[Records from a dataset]
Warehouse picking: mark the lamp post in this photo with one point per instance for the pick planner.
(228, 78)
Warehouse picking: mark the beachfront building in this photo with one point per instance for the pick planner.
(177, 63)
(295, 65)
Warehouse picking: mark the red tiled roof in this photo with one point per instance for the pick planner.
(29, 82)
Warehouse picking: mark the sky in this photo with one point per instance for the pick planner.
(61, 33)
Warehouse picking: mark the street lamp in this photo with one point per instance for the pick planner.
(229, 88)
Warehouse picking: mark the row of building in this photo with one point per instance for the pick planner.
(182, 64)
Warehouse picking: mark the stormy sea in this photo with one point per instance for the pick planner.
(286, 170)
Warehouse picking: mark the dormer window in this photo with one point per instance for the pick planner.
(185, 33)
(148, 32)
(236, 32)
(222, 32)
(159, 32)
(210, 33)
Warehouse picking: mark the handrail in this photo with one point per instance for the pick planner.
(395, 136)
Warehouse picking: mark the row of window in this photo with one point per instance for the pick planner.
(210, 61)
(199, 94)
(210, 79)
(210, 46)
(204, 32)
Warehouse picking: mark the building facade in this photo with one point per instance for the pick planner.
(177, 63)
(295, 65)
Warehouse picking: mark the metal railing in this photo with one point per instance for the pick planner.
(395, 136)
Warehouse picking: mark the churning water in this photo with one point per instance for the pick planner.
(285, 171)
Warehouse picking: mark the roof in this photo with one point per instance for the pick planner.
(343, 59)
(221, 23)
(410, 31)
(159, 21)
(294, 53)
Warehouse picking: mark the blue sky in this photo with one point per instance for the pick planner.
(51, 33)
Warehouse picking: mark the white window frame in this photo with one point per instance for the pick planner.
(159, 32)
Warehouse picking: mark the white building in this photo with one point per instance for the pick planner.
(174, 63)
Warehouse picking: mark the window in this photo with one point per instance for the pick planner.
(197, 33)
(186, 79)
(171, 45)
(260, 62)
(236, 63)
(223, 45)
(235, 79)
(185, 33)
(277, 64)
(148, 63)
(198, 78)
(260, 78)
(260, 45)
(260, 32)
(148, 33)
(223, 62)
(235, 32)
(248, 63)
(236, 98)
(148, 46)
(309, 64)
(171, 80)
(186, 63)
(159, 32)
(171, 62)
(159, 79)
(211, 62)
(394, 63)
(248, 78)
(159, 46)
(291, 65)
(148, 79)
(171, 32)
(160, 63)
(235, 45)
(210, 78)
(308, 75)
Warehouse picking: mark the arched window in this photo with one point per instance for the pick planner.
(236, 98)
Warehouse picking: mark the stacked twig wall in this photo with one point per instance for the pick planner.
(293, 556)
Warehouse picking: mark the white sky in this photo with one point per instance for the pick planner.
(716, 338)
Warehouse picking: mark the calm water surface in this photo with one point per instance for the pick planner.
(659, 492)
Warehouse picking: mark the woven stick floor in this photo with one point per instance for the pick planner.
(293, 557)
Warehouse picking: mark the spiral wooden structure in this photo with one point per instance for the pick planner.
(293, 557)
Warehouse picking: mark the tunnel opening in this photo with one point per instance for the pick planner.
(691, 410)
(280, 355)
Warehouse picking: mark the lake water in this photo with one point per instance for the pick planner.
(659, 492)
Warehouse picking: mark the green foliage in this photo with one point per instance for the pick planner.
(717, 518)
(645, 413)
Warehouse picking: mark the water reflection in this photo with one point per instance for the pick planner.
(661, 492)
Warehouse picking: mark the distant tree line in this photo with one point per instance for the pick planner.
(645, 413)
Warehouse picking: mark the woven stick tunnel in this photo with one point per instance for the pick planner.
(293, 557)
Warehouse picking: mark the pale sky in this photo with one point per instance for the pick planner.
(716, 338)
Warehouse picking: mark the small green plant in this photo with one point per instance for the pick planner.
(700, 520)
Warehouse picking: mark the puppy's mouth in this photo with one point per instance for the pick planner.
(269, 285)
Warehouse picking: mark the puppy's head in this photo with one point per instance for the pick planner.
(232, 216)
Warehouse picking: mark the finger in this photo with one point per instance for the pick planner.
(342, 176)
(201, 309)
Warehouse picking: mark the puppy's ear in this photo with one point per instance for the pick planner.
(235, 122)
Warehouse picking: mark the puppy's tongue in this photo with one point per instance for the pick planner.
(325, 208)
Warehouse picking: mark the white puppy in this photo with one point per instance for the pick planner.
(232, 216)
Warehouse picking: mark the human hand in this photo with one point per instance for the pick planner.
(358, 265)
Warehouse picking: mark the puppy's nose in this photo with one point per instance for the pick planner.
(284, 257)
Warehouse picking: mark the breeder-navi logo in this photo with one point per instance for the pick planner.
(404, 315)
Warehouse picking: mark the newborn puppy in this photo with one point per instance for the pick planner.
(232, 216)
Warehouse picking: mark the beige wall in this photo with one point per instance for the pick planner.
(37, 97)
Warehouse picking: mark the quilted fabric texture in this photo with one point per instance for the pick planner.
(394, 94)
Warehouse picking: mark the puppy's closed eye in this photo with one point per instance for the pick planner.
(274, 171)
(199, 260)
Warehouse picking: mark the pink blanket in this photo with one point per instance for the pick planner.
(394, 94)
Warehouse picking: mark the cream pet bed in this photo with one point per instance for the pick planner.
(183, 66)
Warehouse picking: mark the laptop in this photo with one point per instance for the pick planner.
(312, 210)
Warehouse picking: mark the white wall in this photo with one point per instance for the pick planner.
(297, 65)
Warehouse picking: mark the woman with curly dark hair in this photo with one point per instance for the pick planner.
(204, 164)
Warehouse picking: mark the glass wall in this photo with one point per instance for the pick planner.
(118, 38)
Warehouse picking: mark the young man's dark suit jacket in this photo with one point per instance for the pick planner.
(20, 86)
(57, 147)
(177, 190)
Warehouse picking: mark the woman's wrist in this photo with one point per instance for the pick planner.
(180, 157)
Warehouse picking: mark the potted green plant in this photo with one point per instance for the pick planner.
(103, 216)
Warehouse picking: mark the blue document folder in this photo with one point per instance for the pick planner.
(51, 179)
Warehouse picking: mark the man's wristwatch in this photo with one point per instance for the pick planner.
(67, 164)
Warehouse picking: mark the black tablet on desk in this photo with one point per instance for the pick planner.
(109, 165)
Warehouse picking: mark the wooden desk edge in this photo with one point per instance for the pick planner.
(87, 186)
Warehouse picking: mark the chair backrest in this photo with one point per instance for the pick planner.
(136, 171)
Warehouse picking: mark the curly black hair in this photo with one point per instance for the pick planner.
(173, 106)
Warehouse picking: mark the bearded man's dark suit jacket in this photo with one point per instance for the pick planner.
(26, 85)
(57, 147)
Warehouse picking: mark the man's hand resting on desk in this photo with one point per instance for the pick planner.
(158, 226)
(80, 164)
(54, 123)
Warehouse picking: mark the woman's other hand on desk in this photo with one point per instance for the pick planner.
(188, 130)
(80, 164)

(Your goal)
Everything from the line containing "Warehouse picking: mark the white wall" to the end of the data above should be quoted exactly, please, both ends included, and nothing outside that span.

(Final result)
Warehouse picking: mark the white wall in this photo with one point per instance for the pick planner.
(297, 65)
Warehouse picking: mark the woman with curly dark hair in this photo with one point per instance for the pick planner.
(204, 164)
Warehouse picking: mark the glass wall in this photo with one point per instance for the pick planner.
(118, 38)
Warehouse picking: mark the young man's dark suit jacket in this photo with one point per instance for the pick planner.
(20, 86)
(57, 147)
(177, 190)
Warehouse picking: mark the woman's wrist in this photo with one point per instance for the pick planner.
(180, 157)
Warehouse picking: mark the potted green plant in this photo with one point per instance for the pick planner.
(103, 216)
Warehouse picking: mark the blue document folder in this photo with one point per instance for the pick planner.
(51, 179)
Warehouse picking: mark the man's wristwatch in this photo with one point per instance for the pick planner.
(67, 164)
Warehouse picking: mark the black tablet on desk in this photo with one point per instance for the pick planner.
(109, 165)
Warehouse picking: mark the wooden desk edge in this photo with one point per instance for the pick planner.
(87, 186)
Warehouse picking: mark the chair backrest in this photo with one point per instance for the pick planner.
(136, 171)
Warehouse picking: mark the curly black hair in this photo with one point per instance for the pick planner.
(173, 106)
Warehouse picking: mark the bearded man's dark suit jacket in this photo with one point per instance for the pick planner.
(26, 85)
(57, 147)
Warehouse picking: mark the man's hand resting on desk in this photo with one point per instance for the pick planner.
(158, 226)
(80, 164)
(54, 123)
Warehouse picking: mark the woman's other hand on desk in this photo with one point per instance for the pick planner.
(188, 130)
(80, 164)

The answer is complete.